── Dataset content
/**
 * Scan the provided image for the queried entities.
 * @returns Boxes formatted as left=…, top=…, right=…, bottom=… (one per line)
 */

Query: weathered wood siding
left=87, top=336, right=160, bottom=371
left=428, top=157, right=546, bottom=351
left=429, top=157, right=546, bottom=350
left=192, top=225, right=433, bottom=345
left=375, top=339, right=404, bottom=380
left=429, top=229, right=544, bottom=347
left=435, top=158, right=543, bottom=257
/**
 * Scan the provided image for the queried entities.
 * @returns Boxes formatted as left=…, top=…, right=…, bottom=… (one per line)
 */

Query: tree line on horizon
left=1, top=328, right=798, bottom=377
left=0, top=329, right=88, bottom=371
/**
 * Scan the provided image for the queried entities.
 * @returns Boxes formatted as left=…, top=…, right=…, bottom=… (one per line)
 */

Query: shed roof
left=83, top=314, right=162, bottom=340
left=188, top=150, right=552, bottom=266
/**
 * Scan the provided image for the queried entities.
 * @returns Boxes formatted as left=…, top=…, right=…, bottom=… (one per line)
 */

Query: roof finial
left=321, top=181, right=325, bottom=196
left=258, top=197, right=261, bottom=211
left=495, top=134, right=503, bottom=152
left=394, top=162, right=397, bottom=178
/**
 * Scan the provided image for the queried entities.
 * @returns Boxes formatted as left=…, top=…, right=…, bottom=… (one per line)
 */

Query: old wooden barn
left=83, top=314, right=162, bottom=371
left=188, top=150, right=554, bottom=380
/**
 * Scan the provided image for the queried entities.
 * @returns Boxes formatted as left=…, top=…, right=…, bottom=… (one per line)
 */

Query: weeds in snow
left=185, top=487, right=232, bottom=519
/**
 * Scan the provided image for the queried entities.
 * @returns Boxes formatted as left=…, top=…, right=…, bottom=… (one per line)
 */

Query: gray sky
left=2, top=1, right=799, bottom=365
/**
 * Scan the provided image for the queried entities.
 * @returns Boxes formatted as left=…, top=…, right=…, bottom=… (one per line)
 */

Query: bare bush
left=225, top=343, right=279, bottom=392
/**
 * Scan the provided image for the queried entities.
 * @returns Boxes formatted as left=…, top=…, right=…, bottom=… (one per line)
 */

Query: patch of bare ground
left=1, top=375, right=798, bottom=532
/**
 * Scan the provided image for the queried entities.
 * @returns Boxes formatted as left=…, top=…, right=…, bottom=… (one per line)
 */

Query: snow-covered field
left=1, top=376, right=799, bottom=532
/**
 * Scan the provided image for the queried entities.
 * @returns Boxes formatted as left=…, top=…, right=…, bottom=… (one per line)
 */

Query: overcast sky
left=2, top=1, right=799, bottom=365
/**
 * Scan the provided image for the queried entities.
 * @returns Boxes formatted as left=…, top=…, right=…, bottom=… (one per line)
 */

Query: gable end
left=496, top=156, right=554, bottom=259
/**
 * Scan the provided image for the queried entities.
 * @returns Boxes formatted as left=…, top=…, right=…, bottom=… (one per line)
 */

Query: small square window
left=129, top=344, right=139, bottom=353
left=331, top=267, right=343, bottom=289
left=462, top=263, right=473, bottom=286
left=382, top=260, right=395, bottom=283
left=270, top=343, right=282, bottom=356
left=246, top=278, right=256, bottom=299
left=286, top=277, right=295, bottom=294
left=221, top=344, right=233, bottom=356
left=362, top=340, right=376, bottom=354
────
#### Requirement:
Reproduce the entries above in full, precisely as written.

#### Reply to the exercise:
/**
 * Scan the provided image for the queried entities.
 * @returns Boxes formatted as left=…, top=…, right=…, bottom=… (one per line)
 */

Query: weathered wood siding
left=87, top=336, right=160, bottom=371
left=428, top=157, right=546, bottom=351
left=429, top=157, right=546, bottom=350
left=192, top=225, right=433, bottom=345
left=375, top=339, right=404, bottom=380
left=429, top=229, right=544, bottom=347
left=435, top=158, right=543, bottom=257
/**
 * Scan the provided image for the queried entities.
 * @returns Boxes formatted as left=…, top=…, right=…, bottom=… (one per line)
 */

Query: tree line on horizon
left=1, top=328, right=798, bottom=377
left=0, top=329, right=88, bottom=371
/**
 * Scan the provided image for the queried entities.
 * @returns Boxes formatted as left=…, top=…, right=…, bottom=… (one per line)
 */

Query: shed roof
left=83, top=314, right=162, bottom=340
left=188, top=150, right=552, bottom=266
/**
 * Scan the provided image for the queried entities.
 * @returns Boxes formatted as left=…, top=…, right=…, bottom=… (one per line)
 */

Query: roof finial
left=321, top=181, right=325, bottom=196
left=258, top=197, right=261, bottom=211
left=495, top=134, right=503, bottom=152
left=394, top=162, right=397, bottom=178
/**
 * Scan the provided image for the queried entities.
 * @returns Boxes formatted as left=…, top=…, right=…, bottom=… (one per line)
 */

Query: old wooden barn
left=83, top=314, right=162, bottom=371
left=188, top=150, right=554, bottom=380
/**
 * Scan the provided image for the queried entities.
 * @returns Boxes formatted as left=…, top=…, right=…, bottom=… (one per line)
 */

Query: weeds in snow
left=185, top=487, right=232, bottom=519
/**
 * Scan the provided image for the queried entities.
 * @returns Boxes formatted as left=…, top=…, right=…, bottom=… (one per line)
 */

Query: gray sky
left=2, top=1, right=799, bottom=365
/**
 * Scan the provided image for the queried entities.
 * @returns Boxes formatted as left=…, top=…, right=…, bottom=… (one per line)
 */

Query: bare bush
left=225, top=343, right=279, bottom=392
/**
 * Scan the provided image for the queried entities.
 * @returns Boxes formatted as left=…, top=…, right=…, bottom=… (one per line)
 */

Query: patch of bare ground
left=1, top=375, right=798, bottom=532
/**
 * Scan the provided image for the queried entities.
 * @returns Boxes formatted as left=…, top=…, right=…, bottom=… (one per line)
 */

Query: snow-covered field
left=1, top=376, right=799, bottom=532
/**
 * Scan the provided image for the queried entities.
 * @returns Boxes formatted as left=…, top=…, right=…, bottom=… (one per line)
 */

Query: overcast sky
left=2, top=1, right=799, bottom=365
/**
 * Scan the provided image for the queried entities.
 * @returns Boxes formatted as left=…, top=…, right=…, bottom=… (one per line)
 */

Query: gable end
left=496, top=156, right=554, bottom=259
/**
 * Scan the provided image for the queried entities.
 * @returns Boxes formatted as left=…, top=…, right=…, bottom=… (one per line)
 */

Query: small square window
left=129, top=344, right=139, bottom=353
left=331, top=267, right=343, bottom=289
left=462, top=263, right=473, bottom=286
left=382, top=260, right=395, bottom=283
left=270, top=343, right=282, bottom=356
left=246, top=278, right=256, bottom=299
left=286, top=277, right=295, bottom=294
left=221, top=344, right=233, bottom=356
left=362, top=340, right=376, bottom=354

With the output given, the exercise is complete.